[Start]

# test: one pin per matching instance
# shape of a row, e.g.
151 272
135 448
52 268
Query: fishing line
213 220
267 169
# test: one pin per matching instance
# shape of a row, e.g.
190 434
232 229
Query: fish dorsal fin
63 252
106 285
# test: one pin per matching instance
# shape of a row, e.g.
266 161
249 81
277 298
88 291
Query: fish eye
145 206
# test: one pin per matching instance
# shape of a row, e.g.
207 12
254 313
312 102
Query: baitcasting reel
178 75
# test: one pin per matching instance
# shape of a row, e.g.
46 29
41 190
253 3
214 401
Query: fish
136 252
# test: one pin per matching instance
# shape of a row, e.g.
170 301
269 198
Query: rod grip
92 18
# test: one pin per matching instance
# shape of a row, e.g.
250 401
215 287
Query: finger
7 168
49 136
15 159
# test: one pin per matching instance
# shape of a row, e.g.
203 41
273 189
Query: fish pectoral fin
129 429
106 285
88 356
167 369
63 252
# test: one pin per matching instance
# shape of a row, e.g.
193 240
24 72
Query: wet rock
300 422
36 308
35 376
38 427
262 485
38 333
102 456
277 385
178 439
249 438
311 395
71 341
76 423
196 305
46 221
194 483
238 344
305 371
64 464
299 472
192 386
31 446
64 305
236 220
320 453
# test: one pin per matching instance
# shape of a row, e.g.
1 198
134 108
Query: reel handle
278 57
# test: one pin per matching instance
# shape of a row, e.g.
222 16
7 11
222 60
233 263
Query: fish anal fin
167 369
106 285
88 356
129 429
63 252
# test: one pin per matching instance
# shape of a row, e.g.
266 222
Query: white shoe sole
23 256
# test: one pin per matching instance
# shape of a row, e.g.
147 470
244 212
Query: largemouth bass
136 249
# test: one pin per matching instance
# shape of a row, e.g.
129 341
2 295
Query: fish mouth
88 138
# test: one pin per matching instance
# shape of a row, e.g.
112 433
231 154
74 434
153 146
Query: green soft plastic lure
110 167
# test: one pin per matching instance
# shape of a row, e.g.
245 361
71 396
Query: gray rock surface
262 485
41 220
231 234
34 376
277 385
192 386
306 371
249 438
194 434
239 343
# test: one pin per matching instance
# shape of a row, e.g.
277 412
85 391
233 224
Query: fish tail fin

[End]

▶ _SET EXERCISE_
Copy the entries above exactly, leaving none out.

▶ _ANSWER TO THIS TASK_
# test: one pin per matching instance
# shape of a row, e.g.
151 272
135 448
52 268
Query: fishing line
213 220
267 169
# test: one pin per matching instance
# shape of a row, e.g.
190 434
232 229
Query: fish dorsal fin
63 252
106 285
# test: one pin per matching instance
# shape of a row, e.g.
266 161
249 81
277 298
88 291
Query: fish eye
145 206
# test: one pin per matching instance
# shape of a row, e.g.
207 12
254 313
312 102
Query: baitcasting reel
178 75
# test: one pin per matching instance
# shape of a row, e.g.
46 29
41 190
253 3
214 401
Query: fish
136 252
# test: one pin per matching instance
# shape of a row, e.g.
170 301
269 198
Query: rod grip
92 18
# test: one pin per matching instance
# shape of a row, e.g.
250 401
215 287
Query: finger
7 168
49 136
15 159
# test: one pin per matching instance
# shape of a row, e.g.
203 41
273 189
Query: fish pectoral fin
129 429
106 285
88 356
167 369
63 252
# test: one pin per matching instance
# shape of a row, e.g.
193 240
24 72
Query: wet rock
300 422
36 308
35 376
38 427
262 485
38 333
102 456
277 385
178 439
249 438
311 395
71 341
76 423
196 305
46 221
194 483
238 344
305 371
64 464
299 472
192 386
31 446
64 305
236 220
320 453
# test: one pin per matching instance
# shape of a row, e.g.
1 198
134 108
Query: reel handle
278 57
# test: one pin per matching instance
# shape of a row, e.g.
222 16
7 11
222 60
233 263
Query: fish anal fin
167 369
106 285
88 356
129 429
63 252
# test: one pin per matching instance
# shape of a row, e.g.
266 222
Query: white shoe sole
23 256
# test: one pin per matching instance
# shape of a row, e.g.
147 470
244 212
Query: largemouth bass
136 249
# test: one pin per matching instance
# shape of a row, e.g.
129 341
2 295
Query: fish mouth
88 138
# test: one pin per matching instance
# shape of a row, e.g.
112 433
231 154
74 434
153 146
Query: green soft plastic lure
110 167
# test: one pin per matching instance
# shape of a row, e.g.
245 361
71 396
Query: gray rock surface
262 485
41 220
231 234
34 376
277 385
192 386
306 371
249 438
194 434
239 343
# test: one pin per matching instance
# shape of a row, e.g.
277 412
85 391
233 224
Query: fish tail fin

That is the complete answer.